## Exercise aim:
The response must consist of the lines below from the one with "Category: person standing on lawn" through the one with "Category: grass lawn", exactly as they appear and with both ends kept.

## Data for the task:
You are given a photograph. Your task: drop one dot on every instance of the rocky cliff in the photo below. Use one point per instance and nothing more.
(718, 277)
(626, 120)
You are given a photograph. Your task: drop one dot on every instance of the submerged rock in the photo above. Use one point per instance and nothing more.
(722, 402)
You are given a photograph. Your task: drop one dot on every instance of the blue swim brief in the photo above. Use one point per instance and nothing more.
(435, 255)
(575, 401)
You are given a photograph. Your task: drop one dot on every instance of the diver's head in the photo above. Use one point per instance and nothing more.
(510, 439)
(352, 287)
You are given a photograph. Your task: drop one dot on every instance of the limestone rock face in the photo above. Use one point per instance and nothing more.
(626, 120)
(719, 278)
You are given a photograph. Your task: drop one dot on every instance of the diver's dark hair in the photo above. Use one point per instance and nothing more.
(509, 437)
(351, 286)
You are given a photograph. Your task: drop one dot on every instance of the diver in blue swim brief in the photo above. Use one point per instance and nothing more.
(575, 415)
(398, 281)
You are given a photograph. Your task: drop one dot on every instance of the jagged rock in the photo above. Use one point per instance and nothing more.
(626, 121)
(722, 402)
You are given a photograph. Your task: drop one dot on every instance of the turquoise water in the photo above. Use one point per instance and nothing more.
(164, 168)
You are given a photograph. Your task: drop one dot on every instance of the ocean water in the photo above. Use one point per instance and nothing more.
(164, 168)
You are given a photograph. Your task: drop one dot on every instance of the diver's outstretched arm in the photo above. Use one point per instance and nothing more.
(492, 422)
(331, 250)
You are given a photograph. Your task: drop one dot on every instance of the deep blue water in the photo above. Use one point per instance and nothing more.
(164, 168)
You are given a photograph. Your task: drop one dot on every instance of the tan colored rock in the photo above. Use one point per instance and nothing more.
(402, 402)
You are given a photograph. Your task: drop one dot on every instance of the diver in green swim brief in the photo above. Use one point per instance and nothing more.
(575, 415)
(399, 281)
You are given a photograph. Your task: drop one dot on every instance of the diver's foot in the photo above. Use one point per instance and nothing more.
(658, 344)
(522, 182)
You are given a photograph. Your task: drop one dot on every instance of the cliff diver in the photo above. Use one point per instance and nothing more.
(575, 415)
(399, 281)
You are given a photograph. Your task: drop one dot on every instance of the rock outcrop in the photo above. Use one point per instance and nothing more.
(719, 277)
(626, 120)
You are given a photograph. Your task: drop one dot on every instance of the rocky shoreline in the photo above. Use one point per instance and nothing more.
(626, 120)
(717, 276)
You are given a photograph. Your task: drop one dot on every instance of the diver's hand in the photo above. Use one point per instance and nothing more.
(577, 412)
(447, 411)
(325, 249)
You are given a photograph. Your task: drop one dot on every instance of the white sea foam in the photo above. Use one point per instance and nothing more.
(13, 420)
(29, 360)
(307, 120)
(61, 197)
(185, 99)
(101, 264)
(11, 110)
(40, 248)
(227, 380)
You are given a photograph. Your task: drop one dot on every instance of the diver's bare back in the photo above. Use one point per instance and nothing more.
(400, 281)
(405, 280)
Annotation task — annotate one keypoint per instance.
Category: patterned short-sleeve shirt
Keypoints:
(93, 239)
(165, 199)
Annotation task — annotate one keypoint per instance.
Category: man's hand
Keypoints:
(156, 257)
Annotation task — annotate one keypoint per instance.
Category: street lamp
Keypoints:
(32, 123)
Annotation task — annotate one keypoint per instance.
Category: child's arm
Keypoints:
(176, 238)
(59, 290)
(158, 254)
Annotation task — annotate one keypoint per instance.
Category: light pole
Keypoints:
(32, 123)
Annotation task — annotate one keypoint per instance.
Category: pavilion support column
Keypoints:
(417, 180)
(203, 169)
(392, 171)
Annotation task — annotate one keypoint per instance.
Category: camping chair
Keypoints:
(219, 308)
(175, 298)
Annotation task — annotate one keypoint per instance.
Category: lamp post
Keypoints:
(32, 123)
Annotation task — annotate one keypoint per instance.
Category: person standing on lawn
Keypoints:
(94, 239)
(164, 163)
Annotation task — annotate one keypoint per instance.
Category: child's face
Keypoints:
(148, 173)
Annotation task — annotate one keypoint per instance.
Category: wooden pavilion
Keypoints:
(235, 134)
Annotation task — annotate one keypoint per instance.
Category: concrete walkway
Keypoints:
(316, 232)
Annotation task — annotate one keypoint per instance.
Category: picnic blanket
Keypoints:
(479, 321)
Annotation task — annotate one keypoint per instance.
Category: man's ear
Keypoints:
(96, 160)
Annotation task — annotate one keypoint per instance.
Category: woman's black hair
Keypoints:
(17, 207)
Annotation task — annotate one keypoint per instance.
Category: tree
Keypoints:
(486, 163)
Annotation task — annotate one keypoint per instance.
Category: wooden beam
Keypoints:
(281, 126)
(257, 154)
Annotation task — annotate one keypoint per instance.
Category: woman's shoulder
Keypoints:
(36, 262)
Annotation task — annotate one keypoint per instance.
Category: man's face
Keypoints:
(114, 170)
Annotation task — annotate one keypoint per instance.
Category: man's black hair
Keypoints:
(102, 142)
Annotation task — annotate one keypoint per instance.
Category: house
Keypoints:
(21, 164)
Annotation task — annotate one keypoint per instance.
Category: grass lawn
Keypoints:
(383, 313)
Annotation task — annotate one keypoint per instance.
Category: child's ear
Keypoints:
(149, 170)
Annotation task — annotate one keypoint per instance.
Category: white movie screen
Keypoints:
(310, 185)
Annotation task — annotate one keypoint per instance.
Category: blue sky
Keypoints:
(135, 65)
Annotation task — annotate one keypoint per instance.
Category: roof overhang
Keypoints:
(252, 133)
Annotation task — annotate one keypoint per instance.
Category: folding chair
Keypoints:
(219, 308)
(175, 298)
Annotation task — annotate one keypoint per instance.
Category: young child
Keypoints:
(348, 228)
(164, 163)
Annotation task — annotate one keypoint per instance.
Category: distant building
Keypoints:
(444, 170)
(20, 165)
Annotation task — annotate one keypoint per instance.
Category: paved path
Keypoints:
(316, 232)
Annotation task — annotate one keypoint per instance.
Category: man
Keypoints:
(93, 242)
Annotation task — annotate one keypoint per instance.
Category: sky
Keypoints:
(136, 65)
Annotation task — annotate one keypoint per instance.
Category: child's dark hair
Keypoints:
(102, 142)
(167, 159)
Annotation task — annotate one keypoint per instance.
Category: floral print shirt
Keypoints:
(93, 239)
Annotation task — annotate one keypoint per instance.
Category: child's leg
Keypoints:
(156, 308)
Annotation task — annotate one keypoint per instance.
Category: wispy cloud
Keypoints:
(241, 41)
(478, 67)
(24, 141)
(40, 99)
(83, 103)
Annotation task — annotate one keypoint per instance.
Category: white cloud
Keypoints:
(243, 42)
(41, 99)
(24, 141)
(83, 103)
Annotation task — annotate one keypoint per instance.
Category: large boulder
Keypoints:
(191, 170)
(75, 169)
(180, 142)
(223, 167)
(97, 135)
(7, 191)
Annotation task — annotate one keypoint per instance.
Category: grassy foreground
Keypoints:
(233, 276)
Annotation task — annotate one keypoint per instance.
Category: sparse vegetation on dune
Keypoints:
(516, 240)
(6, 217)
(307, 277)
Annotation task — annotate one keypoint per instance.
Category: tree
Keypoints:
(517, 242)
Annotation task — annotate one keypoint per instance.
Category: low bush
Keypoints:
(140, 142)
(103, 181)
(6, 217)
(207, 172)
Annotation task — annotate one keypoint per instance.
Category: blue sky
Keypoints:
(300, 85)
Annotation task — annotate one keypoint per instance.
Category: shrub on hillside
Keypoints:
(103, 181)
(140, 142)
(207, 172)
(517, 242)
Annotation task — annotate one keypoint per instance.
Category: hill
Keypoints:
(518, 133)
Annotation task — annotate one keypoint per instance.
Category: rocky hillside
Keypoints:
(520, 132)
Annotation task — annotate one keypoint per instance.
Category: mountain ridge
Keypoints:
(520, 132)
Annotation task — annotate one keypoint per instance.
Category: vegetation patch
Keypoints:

## Answer below:
Category: person standing on lawn
Keypoints:
(94, 239)
(164, 163)
Annotation task — annotate one keypoint per instance.
Category: child's face
Keypoints:
(148, 173)
Annotation task — annotate one keypoint per instance.
Category: wooden pavilion
Keypoints:
(235, 134)
Annotation task — annotate one keypoint per instance.
Category: concrete walkway
Keypoints:
(316, 232)
Annotation task — annotate one keypoint per instance.
Category: picnic blanket
Keypoints:
(479, 321)
Annotation task — annotate one keypoint per instance.
Category: man's ear
Keypoints:
(96, 160)
Annotation task — annotate one keypoint per instance.
Category: woman's black hair
Keypoints:
(17, 207)
Annotation task — annotate one keypoint per instance.
Category: tree
Keypoints:
(486, 163)
Annotation task — annotate one keypoint per instance.
Category: wooden beam
Keypoints:
(281, 126)
(257, 154)
Annotation task — annotate one keypoint per instance.
Category: woman's shoulder
Keypoints:
(36, 262)
Annotation task — annotate one keypoint per instance.
Category: man's face
Keypoints:
(114, 170)
Annotation task — annotate one keypoint per instance.
Category: man's black hair
Keypoints:
(102, 142)
Annotation task — annotate one keypoint per instance.
Category: house
Keypoints:
(21, 164)
Annotation task — annotate one keypoint per instance.
Category: grass lawn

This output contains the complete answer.